### EXERCISE DIRECTIONS
Filter the records below and copy every line containing the word "shadow".

[Region pointing data]
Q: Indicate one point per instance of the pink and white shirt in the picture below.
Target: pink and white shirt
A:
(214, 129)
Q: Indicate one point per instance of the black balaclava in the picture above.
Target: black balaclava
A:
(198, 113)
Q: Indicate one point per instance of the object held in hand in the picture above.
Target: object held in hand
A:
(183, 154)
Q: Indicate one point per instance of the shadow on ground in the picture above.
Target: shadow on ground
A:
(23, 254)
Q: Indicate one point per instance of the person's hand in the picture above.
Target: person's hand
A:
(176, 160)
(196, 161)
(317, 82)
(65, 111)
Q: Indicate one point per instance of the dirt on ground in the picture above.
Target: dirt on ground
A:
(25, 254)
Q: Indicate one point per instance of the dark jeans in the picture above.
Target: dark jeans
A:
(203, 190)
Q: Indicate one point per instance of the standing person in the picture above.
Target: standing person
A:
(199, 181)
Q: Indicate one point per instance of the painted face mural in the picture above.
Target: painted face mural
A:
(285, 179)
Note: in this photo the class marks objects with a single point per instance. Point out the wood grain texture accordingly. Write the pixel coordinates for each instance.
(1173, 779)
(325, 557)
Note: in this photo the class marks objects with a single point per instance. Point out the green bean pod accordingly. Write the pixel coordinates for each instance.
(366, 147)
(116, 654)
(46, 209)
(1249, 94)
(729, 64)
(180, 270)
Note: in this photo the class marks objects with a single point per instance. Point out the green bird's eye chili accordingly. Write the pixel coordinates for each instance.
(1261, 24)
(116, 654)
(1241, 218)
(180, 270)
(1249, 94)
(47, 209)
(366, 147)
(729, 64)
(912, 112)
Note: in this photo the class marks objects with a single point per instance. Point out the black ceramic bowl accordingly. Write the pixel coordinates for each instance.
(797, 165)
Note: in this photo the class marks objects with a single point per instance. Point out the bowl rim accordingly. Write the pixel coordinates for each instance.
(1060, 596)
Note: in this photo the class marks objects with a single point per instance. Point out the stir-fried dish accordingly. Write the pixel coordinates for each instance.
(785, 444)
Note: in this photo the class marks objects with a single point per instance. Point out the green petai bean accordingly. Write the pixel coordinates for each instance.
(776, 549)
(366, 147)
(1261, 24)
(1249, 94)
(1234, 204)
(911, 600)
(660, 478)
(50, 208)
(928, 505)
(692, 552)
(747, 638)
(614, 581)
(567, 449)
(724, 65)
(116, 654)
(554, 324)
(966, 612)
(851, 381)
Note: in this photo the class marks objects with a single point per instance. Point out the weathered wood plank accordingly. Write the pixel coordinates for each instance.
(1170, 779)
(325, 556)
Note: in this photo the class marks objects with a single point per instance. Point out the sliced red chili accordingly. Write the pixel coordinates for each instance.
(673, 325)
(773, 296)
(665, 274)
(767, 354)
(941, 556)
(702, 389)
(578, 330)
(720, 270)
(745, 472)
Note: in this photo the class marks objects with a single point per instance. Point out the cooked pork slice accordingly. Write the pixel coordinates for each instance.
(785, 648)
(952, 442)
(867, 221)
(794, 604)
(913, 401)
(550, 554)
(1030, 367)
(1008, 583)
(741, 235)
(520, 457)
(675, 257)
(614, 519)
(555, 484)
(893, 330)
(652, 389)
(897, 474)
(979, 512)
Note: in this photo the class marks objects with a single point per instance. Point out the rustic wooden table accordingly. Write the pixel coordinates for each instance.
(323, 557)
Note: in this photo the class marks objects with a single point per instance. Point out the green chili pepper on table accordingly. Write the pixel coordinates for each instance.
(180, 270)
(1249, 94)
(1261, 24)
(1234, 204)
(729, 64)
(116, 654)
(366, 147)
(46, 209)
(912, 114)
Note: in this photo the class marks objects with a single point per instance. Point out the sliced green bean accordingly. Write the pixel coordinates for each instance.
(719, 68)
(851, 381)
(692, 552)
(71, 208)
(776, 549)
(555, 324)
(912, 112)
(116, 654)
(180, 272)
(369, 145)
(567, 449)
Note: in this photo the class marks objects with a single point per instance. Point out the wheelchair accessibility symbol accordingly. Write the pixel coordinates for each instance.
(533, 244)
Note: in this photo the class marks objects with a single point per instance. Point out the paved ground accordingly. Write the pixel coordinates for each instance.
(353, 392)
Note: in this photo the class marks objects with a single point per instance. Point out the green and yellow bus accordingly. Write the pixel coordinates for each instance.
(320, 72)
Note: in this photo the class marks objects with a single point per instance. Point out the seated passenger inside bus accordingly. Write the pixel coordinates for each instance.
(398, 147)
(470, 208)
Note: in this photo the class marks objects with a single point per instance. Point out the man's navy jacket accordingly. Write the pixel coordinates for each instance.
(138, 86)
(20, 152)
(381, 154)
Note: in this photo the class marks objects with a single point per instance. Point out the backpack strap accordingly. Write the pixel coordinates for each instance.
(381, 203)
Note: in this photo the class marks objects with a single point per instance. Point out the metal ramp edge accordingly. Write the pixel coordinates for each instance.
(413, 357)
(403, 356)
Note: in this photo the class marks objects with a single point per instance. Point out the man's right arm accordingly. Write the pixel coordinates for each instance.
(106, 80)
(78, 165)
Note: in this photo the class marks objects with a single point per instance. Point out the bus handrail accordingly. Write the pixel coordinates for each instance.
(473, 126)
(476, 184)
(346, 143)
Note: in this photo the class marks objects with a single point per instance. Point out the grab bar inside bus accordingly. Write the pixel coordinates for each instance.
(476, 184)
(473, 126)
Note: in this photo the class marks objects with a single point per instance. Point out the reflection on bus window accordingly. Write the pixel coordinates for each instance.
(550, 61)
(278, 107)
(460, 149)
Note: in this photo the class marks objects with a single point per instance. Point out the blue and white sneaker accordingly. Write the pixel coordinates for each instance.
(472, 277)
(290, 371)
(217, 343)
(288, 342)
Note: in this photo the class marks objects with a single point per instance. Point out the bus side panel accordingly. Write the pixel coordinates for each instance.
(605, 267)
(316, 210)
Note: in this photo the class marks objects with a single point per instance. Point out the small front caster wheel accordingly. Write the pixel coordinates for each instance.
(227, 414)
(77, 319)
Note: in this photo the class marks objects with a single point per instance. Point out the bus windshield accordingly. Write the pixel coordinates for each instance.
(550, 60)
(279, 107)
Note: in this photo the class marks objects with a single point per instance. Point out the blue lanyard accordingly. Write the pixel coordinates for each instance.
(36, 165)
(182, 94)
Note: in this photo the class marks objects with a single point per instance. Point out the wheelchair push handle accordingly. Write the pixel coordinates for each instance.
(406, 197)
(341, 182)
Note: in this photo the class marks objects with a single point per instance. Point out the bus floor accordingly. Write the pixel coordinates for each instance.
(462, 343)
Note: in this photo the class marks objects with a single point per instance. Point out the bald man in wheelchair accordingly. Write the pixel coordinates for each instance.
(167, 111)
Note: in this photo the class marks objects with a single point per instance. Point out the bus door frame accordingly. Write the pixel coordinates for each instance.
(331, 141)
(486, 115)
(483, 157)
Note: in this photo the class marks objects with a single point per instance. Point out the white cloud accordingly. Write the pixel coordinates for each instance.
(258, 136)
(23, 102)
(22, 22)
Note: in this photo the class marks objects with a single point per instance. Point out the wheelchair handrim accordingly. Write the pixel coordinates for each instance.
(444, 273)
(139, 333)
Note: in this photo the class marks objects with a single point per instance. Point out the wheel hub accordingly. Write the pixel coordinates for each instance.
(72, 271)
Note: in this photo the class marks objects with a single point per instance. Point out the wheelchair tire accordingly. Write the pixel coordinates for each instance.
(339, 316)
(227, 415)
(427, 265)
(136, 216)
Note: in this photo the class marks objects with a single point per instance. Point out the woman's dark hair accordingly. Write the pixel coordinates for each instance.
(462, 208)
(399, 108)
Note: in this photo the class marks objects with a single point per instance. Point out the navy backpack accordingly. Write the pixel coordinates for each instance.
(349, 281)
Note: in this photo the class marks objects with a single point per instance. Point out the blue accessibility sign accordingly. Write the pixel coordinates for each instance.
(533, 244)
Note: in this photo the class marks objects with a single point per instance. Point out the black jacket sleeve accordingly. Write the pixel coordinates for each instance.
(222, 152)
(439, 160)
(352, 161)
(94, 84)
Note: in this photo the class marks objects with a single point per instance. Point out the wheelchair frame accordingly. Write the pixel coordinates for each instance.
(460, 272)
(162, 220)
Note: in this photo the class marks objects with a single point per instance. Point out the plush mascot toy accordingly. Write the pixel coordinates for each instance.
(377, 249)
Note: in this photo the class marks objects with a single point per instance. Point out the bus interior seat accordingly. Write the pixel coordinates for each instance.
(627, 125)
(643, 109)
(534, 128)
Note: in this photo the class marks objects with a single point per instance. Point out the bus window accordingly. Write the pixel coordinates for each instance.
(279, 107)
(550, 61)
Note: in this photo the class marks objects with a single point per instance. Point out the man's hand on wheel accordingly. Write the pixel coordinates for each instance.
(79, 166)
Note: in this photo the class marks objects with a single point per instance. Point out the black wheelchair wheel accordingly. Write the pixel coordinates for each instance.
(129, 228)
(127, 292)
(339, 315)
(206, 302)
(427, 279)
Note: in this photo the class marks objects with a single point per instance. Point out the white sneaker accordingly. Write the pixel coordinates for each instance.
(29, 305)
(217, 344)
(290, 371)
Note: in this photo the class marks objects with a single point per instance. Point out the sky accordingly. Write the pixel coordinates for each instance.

### RESULT FOR THIS TASK
Q: Indicate one point per instance of the shadow on ground in the picture above.
Target: shadow on ground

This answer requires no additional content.